▶ **Your objective**
Could you render the data, from its start through the line containing "[97,66,315,224]", as a two-column CSV with the headers input and output, one row per input text with all of its answers in one field, every field quoted and line breaks turned into spaces? Leave the pictures out.

==================================================

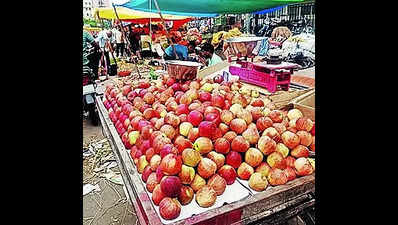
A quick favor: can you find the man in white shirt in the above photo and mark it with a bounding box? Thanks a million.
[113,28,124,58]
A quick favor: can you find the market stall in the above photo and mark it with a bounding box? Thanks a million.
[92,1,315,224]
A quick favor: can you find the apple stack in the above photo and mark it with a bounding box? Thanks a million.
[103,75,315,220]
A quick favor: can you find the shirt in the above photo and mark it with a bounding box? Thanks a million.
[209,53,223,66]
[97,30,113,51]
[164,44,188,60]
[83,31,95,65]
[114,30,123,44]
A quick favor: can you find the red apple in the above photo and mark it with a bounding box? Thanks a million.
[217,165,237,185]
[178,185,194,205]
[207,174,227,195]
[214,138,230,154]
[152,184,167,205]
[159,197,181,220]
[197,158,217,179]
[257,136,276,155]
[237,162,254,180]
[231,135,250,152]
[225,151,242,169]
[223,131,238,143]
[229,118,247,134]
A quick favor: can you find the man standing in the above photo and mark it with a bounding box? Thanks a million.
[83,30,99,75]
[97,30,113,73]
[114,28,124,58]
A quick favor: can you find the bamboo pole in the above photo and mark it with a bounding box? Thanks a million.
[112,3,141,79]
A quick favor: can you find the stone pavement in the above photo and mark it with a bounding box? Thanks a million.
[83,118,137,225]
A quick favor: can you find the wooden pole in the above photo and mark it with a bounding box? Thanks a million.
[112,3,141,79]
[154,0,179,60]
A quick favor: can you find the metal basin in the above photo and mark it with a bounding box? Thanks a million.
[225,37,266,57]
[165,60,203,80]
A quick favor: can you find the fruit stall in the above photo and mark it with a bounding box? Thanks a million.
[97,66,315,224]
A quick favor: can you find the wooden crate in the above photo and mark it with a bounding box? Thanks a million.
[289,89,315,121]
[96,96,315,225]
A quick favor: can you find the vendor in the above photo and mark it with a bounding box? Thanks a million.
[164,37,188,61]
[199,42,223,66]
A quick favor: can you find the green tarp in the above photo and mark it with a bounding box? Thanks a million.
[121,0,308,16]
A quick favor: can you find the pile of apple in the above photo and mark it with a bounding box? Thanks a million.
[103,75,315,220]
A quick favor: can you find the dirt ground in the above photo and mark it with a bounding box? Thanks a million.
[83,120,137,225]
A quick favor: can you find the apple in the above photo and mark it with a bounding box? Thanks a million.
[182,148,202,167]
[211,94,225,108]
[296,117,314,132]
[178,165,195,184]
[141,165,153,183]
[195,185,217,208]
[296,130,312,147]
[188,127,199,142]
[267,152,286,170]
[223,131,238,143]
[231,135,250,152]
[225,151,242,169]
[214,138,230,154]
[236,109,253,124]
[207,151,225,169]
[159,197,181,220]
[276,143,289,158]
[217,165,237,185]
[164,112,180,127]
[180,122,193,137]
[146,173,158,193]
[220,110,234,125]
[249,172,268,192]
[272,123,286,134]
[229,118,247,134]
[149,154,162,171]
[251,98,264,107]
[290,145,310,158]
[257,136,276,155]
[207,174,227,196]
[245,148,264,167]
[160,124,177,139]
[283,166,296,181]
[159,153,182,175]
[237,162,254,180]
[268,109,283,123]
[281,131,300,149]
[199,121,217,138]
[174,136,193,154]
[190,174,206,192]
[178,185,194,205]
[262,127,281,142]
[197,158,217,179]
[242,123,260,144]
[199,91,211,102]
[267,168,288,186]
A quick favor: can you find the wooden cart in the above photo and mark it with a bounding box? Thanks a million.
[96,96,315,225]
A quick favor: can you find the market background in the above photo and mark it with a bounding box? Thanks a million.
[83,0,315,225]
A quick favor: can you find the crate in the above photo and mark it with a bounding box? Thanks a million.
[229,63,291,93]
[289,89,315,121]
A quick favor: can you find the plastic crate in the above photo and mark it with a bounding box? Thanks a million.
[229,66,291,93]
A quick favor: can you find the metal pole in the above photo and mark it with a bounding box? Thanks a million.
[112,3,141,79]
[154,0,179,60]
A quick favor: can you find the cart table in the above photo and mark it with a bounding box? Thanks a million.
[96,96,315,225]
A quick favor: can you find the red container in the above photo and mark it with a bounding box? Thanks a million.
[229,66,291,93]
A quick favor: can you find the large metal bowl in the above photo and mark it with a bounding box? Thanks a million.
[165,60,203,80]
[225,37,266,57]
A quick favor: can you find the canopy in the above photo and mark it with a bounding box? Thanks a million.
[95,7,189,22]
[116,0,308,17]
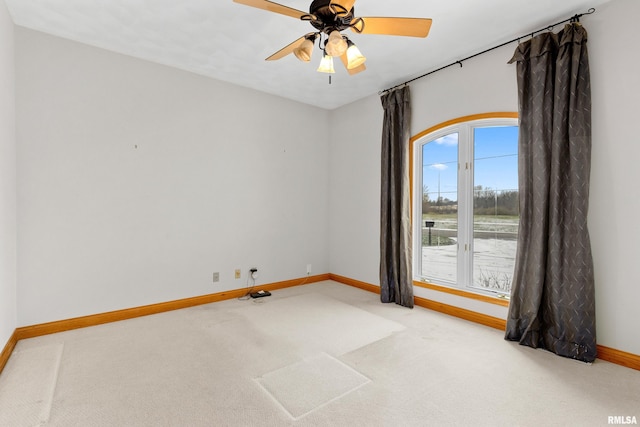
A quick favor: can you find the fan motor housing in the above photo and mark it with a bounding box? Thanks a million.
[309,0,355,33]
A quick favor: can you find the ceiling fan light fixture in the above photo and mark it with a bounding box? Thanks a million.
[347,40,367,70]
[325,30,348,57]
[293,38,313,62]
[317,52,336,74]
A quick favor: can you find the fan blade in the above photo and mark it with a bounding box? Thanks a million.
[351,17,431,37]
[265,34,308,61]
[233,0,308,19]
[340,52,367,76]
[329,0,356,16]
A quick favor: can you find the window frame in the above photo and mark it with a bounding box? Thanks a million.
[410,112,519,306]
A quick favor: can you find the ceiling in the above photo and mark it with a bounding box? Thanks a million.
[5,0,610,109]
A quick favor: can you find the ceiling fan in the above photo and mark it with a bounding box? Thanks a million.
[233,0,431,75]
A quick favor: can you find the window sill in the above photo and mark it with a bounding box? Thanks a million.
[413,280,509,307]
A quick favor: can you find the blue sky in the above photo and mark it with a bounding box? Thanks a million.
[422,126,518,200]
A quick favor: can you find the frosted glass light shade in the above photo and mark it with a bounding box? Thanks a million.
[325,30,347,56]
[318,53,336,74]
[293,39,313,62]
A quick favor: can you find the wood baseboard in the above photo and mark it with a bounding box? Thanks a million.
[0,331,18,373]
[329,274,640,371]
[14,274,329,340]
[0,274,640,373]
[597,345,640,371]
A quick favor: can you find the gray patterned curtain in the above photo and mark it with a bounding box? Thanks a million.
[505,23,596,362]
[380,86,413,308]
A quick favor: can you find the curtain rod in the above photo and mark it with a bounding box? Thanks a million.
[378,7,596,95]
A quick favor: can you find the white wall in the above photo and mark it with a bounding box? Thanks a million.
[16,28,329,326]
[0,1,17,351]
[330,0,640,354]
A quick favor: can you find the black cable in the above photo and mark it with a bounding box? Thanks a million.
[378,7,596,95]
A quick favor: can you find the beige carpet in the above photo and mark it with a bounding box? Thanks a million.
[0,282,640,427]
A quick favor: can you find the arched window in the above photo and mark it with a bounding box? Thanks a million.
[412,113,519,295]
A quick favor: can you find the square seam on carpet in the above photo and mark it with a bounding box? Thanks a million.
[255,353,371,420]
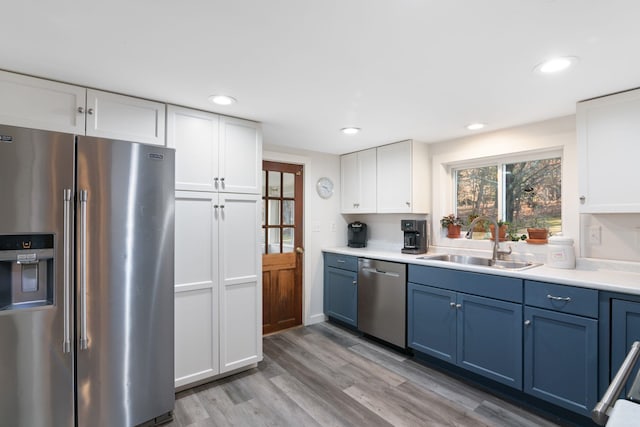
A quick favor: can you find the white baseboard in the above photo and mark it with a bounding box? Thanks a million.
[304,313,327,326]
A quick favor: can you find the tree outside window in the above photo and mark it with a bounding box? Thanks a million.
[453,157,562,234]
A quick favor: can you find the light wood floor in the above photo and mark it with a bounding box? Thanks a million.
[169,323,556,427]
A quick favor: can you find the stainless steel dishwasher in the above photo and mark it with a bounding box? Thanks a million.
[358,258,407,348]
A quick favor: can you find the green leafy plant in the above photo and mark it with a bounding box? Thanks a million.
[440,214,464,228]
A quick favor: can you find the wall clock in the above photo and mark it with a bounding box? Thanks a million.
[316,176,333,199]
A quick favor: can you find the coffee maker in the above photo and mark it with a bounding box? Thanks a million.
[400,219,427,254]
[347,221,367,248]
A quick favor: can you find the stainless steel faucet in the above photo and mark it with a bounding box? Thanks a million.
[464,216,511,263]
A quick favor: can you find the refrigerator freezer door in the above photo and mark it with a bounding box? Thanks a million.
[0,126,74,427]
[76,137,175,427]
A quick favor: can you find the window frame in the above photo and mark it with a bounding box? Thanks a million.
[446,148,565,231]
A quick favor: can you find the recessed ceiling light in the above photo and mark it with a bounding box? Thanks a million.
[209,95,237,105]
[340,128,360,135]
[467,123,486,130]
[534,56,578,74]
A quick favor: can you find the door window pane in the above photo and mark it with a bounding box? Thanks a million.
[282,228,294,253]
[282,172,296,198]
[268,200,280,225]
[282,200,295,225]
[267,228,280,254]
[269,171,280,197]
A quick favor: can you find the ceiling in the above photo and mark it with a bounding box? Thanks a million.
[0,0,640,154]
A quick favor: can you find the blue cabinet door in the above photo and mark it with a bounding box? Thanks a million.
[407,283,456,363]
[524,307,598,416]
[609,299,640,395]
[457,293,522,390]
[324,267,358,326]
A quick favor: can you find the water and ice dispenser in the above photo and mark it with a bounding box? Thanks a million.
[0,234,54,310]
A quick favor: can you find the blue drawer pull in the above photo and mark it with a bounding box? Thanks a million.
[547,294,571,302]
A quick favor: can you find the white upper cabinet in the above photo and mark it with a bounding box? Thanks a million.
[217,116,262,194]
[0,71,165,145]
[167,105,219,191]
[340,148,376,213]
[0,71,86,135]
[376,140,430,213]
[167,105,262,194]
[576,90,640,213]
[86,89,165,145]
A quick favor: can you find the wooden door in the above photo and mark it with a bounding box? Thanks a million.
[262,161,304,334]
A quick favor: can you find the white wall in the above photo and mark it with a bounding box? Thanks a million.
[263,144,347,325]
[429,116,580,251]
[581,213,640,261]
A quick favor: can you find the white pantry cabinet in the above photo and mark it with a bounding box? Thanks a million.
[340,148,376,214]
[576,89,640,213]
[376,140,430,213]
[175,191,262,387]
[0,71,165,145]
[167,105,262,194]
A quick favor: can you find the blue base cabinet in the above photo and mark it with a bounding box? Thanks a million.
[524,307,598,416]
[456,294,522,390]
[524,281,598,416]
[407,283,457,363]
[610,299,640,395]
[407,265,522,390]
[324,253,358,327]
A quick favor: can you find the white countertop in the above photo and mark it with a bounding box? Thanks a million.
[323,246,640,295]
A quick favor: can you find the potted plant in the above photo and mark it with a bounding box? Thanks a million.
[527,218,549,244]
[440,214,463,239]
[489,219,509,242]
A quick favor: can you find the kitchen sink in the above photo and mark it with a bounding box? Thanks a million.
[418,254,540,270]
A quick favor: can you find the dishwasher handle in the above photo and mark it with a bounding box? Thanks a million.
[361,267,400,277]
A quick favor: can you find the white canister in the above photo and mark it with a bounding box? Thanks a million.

==================================================

▶ **Reply**
input,output
"A quick favor: can you find the man in white shirt in the above photo and mark it with a bounding box? Thanks a million.","[113,28,124,58]"
"A quick favor: can you find the market stall in the above photo and mark it with a bounding box? Thanks a million.","[92,1,315,224]"
"A quick favor: can you find the apple stack in the above photo and mark it with a bounding box? Thanks a million.","[103,75,315,220]"
"A quick favor: can you find the shirt in the above photo and mark it with a bounding box? Thanks a million.","[209,53,223,66] [97,30,113,51] [164,44,188,60] [83,31,95,65] [114,30,123,44]"
"A quick favor: can you find the red apple in the above photo and mark it with a bounding box? Thanks a million.","[217,165,237,185] [178,185,194,205] [207,174,227,195] [214,138,230,154] [152,184,167,205] [159,197,181,220] [197,158,217,179] [257,136,276,155] [237,162,254,180] [231,135,250,152] [225,151,242,169] [223,131,238,143] [229,118,247,134]"
"A quick favor: can you find the man standing in the above photo and mark it with a bounding box? Thanks a million.","[83,30,99,75] [97,30,113,73] [114,28,124,58]"
"A quick favor: can you find the bamboo pole in the above photo and mark it with a bounding box? Thanks a million.","[112,3,141,79]"
"A quick favor: can you find the stone pavement in the above photo and mark it with a bounding box? Thanks a million.","[83,118,137,225]"
"A quick favor: can you find the wooden pole in the above photo and mark it with a bounding box? Thanks a million.","[112,3,141,79] [154,0,179,60]"
"A quick favor: can you find the metal basin in the above photo and mark it with a bounding box? Thanks a million.","[225,37,266,57] [165,60,203,80]"
"A quick favor: can you find the fruit stall in the above photo and mark it with a bounding box? Thanks a million.","[97,66,315,224]"